--- start of DATA EXCERPTS ---
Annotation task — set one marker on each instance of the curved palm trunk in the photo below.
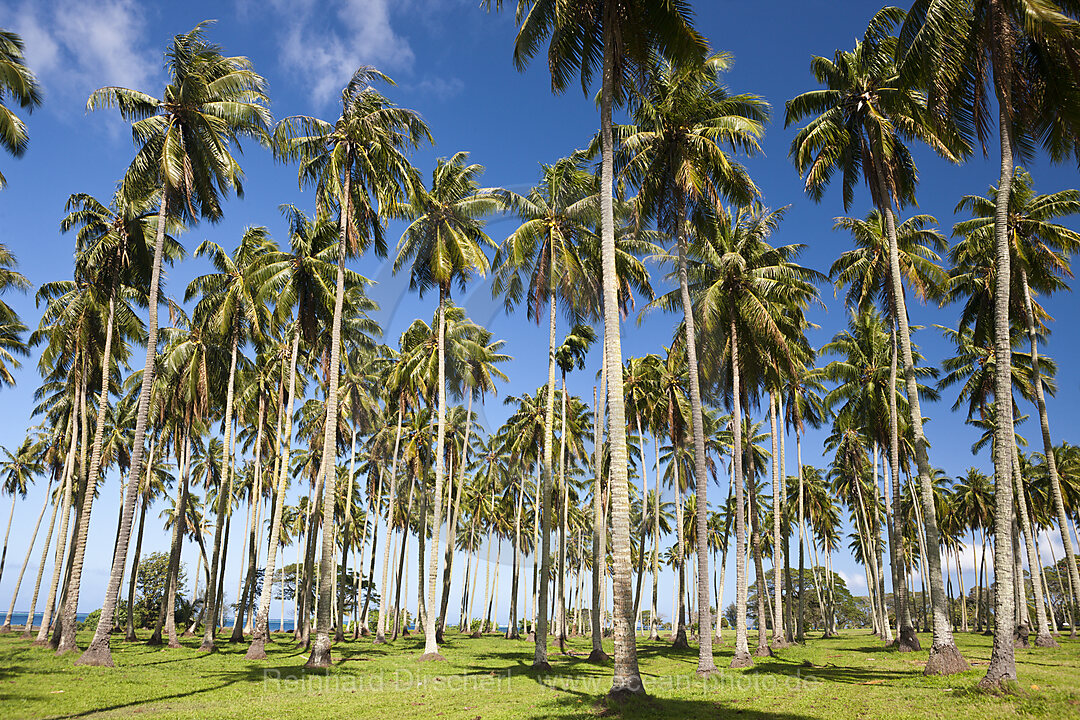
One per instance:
(57, 501)
(451, 525)
(29, 551)
(1002, 667)
(1048, 449)
(261, 632)
(430, 641)
(67, 642)
(945, 659)
(742, 656)
(705, 664)
(98, 652)
(626, 678)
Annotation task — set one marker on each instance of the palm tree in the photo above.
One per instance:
(1040, 250)
(615, 38)
(18, 470)
(210, 104)
(356, 165)
(445, 245)
(542, 260)
(858, 125)
(751, 295)
(683, 118)
(231, 307)
(16, 81)
(1023, 54)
--- end of DATA EXCERPTS ---
WORK INSTRUCTIONS — Reproduce all of the items above, replacing "marker" with "point" wherever it occurs and leaving everything else unchanged. Omit the pictures from your answer.

EXERCISE OUTPUT —
Annotation task — set one point on each instance of the curved palm trunk in the photo below.
One per instance:
(57, 501)
(451, 525)
(29, 551)
(1002, 667)
(1048, 449)
(261, 632)
(430, 641)
(67, 642)
(945, 659)
(742, 656)
(705, 664)
(98, 652)
(626, 678)
Annotation task — set one point on each instance of the palm tree in the photo above.
One per instance:
(1040, 250)
(615, 38)
(18, 470)
(210, 104)
(356, 165)
(445, 245)
(542, 260)
(858, 125)
(751, 295)
(683, 118)
(231, 307)
(16, 81)
(1023, 54)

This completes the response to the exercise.